Work to do:
Please transcribe the data below exactly. Leave the pictures out.

— START Data entries —

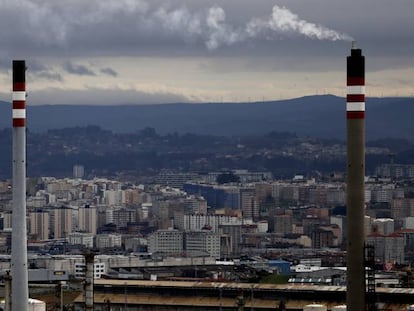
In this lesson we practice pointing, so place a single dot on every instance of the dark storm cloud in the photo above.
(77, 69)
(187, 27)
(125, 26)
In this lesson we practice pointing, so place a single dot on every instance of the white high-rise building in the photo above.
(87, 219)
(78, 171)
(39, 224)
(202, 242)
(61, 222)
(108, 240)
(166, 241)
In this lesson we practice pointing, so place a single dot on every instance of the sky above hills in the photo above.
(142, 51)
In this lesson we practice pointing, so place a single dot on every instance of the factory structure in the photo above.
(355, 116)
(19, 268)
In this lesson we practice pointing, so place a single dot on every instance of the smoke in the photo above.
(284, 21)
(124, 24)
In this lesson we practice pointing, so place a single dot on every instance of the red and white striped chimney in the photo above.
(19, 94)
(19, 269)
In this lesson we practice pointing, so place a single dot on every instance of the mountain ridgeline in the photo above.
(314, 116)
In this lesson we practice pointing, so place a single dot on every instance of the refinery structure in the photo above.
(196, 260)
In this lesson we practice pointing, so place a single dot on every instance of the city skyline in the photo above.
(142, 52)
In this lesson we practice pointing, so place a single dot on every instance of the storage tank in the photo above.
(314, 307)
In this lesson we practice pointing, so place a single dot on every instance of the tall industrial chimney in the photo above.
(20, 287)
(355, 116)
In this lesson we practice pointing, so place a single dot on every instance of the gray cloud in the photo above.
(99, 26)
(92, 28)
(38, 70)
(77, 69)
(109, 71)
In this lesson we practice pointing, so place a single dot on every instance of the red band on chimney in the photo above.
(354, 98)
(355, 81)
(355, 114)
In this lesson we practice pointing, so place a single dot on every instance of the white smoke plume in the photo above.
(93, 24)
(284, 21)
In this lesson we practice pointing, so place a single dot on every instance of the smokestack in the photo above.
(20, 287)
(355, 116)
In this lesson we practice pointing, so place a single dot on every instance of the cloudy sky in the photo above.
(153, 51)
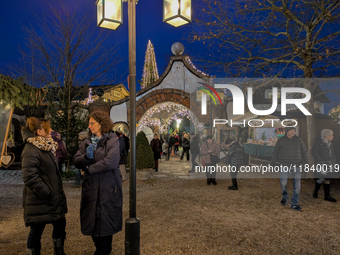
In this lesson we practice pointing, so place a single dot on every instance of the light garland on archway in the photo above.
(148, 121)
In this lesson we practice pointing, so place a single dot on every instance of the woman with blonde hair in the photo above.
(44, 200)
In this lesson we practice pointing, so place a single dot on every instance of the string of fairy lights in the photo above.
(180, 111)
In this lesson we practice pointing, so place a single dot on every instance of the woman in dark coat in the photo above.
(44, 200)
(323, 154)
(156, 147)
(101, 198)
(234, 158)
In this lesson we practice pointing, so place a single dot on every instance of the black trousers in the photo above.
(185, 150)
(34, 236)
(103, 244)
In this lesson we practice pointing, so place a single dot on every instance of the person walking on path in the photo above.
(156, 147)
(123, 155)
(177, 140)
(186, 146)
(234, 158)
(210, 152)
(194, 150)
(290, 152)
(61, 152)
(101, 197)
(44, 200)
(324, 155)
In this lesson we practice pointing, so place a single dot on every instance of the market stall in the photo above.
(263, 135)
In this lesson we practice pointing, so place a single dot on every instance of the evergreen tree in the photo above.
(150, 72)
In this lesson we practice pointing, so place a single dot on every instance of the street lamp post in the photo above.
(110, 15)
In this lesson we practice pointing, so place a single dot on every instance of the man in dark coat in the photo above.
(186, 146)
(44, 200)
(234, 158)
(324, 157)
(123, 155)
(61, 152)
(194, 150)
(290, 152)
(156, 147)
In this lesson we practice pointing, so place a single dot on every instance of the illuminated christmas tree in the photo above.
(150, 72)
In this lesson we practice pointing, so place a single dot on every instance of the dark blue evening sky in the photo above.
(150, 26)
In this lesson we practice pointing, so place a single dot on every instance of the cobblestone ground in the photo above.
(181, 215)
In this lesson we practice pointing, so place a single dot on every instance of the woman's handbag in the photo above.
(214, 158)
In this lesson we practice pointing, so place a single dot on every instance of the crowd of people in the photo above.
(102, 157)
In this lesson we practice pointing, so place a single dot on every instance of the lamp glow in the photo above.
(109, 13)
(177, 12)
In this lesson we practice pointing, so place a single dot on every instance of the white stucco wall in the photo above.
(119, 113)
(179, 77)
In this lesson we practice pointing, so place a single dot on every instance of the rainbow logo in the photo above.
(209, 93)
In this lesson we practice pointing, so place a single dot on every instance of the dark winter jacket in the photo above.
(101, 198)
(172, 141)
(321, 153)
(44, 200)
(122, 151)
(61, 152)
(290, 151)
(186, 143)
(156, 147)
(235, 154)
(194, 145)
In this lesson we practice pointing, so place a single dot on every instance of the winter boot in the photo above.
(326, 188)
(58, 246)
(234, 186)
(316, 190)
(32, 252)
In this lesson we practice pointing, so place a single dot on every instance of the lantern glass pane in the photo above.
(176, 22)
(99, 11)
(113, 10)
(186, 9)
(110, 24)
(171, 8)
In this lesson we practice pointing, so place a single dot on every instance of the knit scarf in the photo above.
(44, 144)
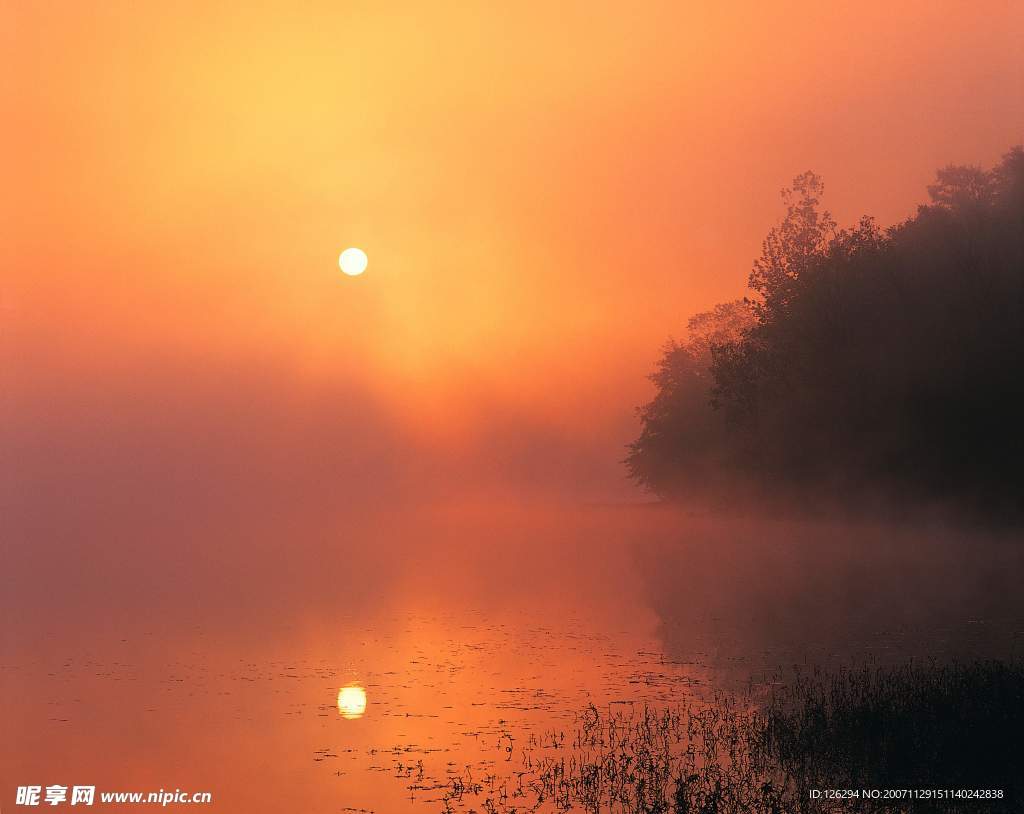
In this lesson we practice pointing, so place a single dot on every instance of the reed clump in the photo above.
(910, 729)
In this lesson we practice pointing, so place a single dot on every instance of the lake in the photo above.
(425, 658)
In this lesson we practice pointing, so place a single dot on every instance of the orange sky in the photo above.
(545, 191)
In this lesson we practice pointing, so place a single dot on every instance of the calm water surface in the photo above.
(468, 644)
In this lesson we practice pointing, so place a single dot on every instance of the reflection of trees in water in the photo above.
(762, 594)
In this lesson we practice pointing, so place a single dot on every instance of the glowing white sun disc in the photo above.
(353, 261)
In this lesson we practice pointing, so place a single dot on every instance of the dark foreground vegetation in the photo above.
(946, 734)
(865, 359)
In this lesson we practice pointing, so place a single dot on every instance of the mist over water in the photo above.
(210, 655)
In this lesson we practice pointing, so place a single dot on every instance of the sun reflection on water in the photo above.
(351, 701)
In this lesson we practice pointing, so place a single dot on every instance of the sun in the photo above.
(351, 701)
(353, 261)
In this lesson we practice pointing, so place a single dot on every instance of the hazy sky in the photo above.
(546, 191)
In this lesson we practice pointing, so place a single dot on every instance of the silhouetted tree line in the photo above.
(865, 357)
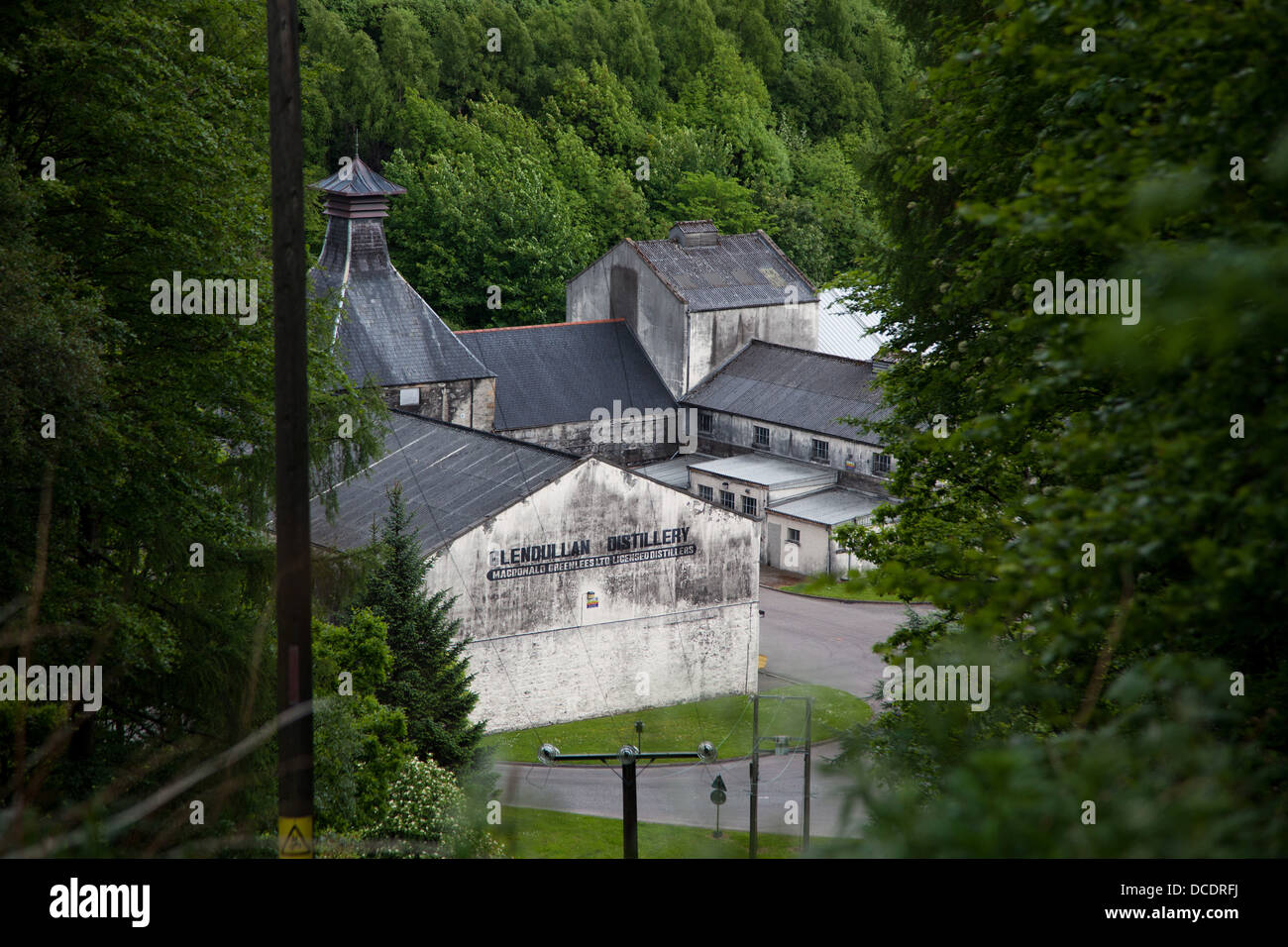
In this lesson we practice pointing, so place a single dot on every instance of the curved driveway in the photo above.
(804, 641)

— END Data entries —

Answer for this exercise:
In this lesson we practice pointing, so place a single dot on every instance of the dark storm cloud in the photo above.
(77, 69)
(187, 27)
(125, 26)
In this lesson we practice pointing, so place a single dot on every instance of the white high-rise building in the photo above.
(87, 219)
(78, 171)
(39, 224)
(202, 242)
(61, 222)
(108, 240)
(166, 241)
In this lesson we practice pointing, so place a single dot on every instance of the sky above hills in the photo above.
(142, 51)
In this lesson we practice pointing, so place a single dot on every instance of the factory structure in the photo above.
(355, 116)
(19, 268)
In this lesson we practice pointing, so place a single dot on every instance of the smoke in the photo above.
(284, 21)
(124, 24)
In this lesson we practice pointing, so place a single dot on every instance of the red and white striped chimney in the photo above.
(19, 94)
(19, 269)
In this lesson we practice pointing, so place a single dot on every instance of the mountain ridgeline in the photo above.
(314, 116)
In this lesson we practice pointing, so place a single dot on every instance of the refinery structure in the photo above.
(196, 260)
In this lesson we practice pointing, so place a single dot on every instance of the city skyline in the photo above.
(142, 52)
In this lesson we practice pointing, so place a single dot on every instance of the storage tank in the photo above.
(314, 307)
In this lesson we practice pointing, so place a single dot on every instance of the tall industrial chimney in the photo above.
(20, 287)
(355, 116)
In this lesson we practice pointing, so place a single dot on every instance of the gray cloud in the photo above.
(99, 26)
(92, 28)
(38, 70)
(77, 69)
(109, 71)
In this lesson we practice pointing, so place a single dot on every instance of the red band on chimney in the photo above.
(354, 98)
(355, 81)
(355, 114)
In this lesson we practice pointing, so place a single dot on every instance of the white smoke plume in the photo above.
(93, 24)
(284, 21)
In this lesson we practice pointing, so place a single dot on every instance of the smokestack in the photo above.
(20, 287)
(355, 116)
In this lesson we practice pointing, so place a single dot on every instance of the cloudy sky in the photo above.
(153, 51)
In this lesson we practice pointing, so place a single dot on every instance of the light garland on archway in the photo above.
(148, 121)
In this lesson we practice pointing, so place a single dot on every instance of the woman with blonde hair in the photo above.
(44, 200)
In this lesson we practice pointing, so place a single dot on every instance of the string of fairy lights in the photo above.
(180, 111)
In this lesson we practice pointing, so place a single dot on every instance of the woman in dark coat in the photo above.
(44, 200)
(323, 154)
(156, 147)
(101, 198)
(234, 158)
In this lesson we practice pointing, so place a single dot on every instance of the black trousers in the photo above.
(185, 150)
(34, 236)
(103, 244)
In this lesson we practice pointing, so place a single dot on every instance of the person walking on path in the photo above.
(156, 147)
(123, 155)
(177, 140)
(186, 146)
(234, 158)
(210, 152)
(194, 150)
(290, 152)
(61, 152)
(101, 197)
(44, 200)
(324, 155)
In this lesson we practice pointing, so place a single dot on every instance of the market stall in the photo above.
(263, 135)
In this lesson we practice pointing, so place a single dot on every instance of the evergreen tree in the photo above.
(150, 72)
In this lesson we practice pointing, so place a single dot on every instance of the street lamp post in the photo above.
(110, 15)
In this lesson we practice pointing, so place a single dot on every instance of the man in dark coat in the photo above.
(186, 146)
(44, 200)
(234, 158)
(324, 157)
(123, 155)
(61, 152)
(194, 150)
(290, 152)
(156, 147)
In this lesson we practice pointing, so place a single dot on every instance of the illuminated christmas tree in the photo above.
(150, 72)
In this lesson we practice pointing, so place a single dot on every instance of the dark blue evening sky in the photo above.
(150, 26)
In this lesson we practice pointing, so place a single dot on every instance of the cobblestone ground in the photo above.
(181, 215)
In this lesson we practice pointing, so place a single dot on every instance of the woman's handbag in the photo above.
(214, 158)
In this lesson we practice pointing, so place a single dot on every instance of the crowd of people in the photo above.
(102, 157)
In this lesson we practice pointing, so place a single dot on every instance of the lamp glow in the photo above.
(109, 13)
(177, 12)
In this lesson we practice pointing, so place a single dot on every instance of the white stucco wall in the photo above.
(119, 113)
(179, 77)
In this lesson we practice pointing, so place a single dot on every instance of the rainbow logo in the photo above.
(209, 93)
In this lesson we practice pointing, so place a single dot on every instance of the dark winter jacket in the photo above.
(101, 198)
(172, 141)
(321, 153)
(44, 200)
(122, 151)
(61, 152)
(290, 151)
(186, 143)
(156, 147)
(235, 154)
(194, 145)
In this lesson we practice pointing, so place a single dot on every instance of the winter boot in the photo above.
(326, 188)
(58, 246)
(234, 186)
(316, 190)
(32, 252)
In this lesson we practice pointing, so place a single dot on every instance of the lantern glass pane in the photo above.
(176, 22)
(99, 11)
(113, 10)
(186, 9)
(110, 24)
(171, 8)
In this lesson we practice pointing, so place a single dot on every instance of the knit scarf in the photo above.
(44, 144)
In this lesson we practice pointing, so place a single dot on every instance of the reed clump in the photo above.
(910, 729)
In this lesson we practice pointing, so place a single dot on every instance of the lake in the photo above.
(425, 658)
In this lesson we practice pointing, so place a single dot on every instance of the orange sky in the photo above.
(545, 191)
In this lesson we practice pointing, so place a single dot on every instance of the calm water surface in the photo above.
(468, 644)
In this lesson we practice pointing, so place a single dot on every instance of the reflection of trees in water in the photo above.
(762, 594)
In this lesson we practice pointing, so place a single dot on every instance of the glowing white sun disc in the photo above.
(353, 261)
In this lesson we practice pointing, so place a single dot on every instance of the dark foreground vegetation in the photo above.
(946, 734)
(865, 359)
In this lesson we practice pointing, so place a single dot on every instance of the mist over water in the photo above.
(210, 655)
In this lesson we practice pointing, so place a single dot on every instance of the sun reflection on water in the photo above.
(351, 701)
In this lesson we practice pointing, so place a single dot on every instance of the sun in the photo above.
(351, 701)
(353, 261)
In this lesson we practice pointing, so place a single dot on every instance of the hazy sky in the photo above.
(546, 191)
In this lesson we practice pointing, so place a single dot on every instance of the silhouetted tree line in the photo above.
(865, 357)
In this lesson we practice pointing, so place a single dot on every instance of the curved driveway in the photo above.
(804, 641)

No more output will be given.